*** Available records ***
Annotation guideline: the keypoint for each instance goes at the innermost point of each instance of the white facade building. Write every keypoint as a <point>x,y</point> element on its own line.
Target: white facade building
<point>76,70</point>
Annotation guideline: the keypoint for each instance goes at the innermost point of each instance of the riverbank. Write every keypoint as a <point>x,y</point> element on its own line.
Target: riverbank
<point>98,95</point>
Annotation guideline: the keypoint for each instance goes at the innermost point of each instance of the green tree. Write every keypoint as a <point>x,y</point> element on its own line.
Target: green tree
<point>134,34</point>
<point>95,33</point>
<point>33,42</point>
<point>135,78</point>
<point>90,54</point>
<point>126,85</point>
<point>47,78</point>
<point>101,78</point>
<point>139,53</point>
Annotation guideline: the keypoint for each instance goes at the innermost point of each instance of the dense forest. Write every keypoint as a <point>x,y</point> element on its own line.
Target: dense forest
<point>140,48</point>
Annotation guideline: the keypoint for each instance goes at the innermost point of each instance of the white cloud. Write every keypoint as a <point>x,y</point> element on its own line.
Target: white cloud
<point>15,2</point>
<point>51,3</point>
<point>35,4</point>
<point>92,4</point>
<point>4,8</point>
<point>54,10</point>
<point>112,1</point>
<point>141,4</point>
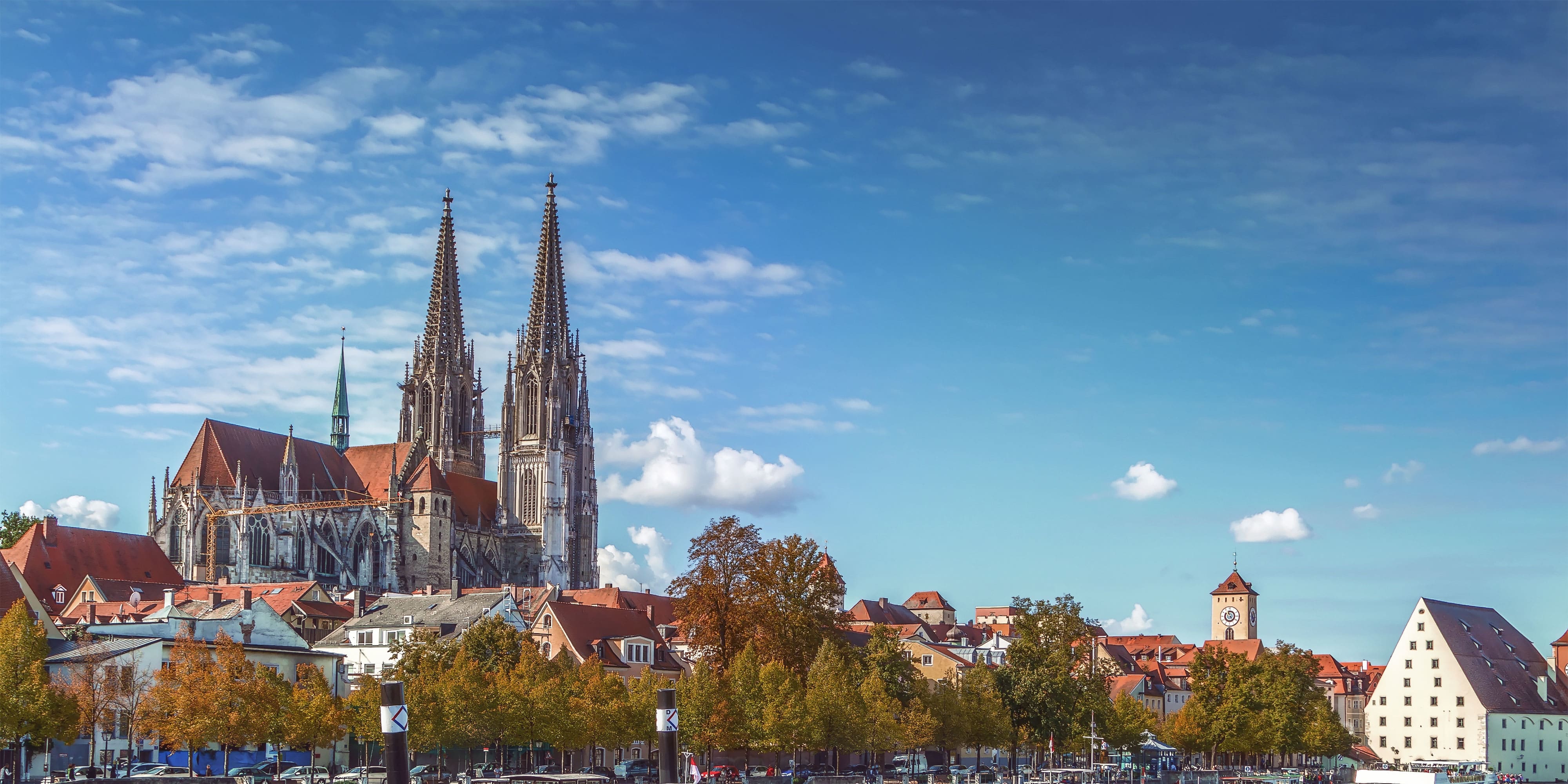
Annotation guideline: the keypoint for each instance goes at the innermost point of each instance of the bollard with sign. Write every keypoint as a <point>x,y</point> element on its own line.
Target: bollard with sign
<point>669,724</point>
<point>394,731</point>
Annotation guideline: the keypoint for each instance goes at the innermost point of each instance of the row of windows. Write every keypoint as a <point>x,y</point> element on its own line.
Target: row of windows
<point>1382,742</point>
<point>1382,722</point>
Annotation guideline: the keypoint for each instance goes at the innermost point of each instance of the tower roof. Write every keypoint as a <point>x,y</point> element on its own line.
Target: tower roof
<point>1235,584</point>
<point>341,394</point>
<point>548,330</point>
<point>445,319</point>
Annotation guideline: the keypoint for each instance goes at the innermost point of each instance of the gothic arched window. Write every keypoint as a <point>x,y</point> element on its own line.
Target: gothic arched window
<point>225,543</point>
<point>261,545</point>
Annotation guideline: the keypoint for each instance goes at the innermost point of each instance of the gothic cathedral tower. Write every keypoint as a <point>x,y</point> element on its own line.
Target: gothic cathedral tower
<point>443,402</point>
<point>1235,611</point>
<point>546,443</point>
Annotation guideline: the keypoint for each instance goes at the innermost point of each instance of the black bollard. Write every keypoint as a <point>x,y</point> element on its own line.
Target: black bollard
<point>669,725</point>
<point>394,733</point>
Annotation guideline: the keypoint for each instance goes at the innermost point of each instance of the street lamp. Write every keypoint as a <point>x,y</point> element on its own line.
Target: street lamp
<point>109,735</point>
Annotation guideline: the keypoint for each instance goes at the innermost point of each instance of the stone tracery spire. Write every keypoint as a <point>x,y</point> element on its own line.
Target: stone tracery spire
<point>548,333</point>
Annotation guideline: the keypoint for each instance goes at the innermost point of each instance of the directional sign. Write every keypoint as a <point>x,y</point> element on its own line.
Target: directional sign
<point>394,719</point>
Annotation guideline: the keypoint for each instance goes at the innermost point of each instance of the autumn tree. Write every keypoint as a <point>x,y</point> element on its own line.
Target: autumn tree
<point>316,717</point>
<point>797,593</point>
<point>31,705</point>
<point>833,702</point>
<point>241,702</point>
<point>183,711</point>
<point>716,598</point>
<point>93,681</point>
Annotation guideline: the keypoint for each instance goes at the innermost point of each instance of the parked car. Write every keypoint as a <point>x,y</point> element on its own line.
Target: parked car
<point>427,774</point>
<point>164,771</point>
<point>634,768</point>
<point>376,775</point>
<point>307,774</point>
*** End of Available records ***
* **Work required**
Quote the data above from the line containing "Target: stone tracery spire" to the line containing "of the directional", inclusive, and stop.

* **Result**
Target: stone tracery spire
<point>548,333</point>
Annotation guideline: the keypoint for each instance goes at the innermost point of each instance of the directional sign. Write every keypoint as a <point>x,y</point> element on its own line.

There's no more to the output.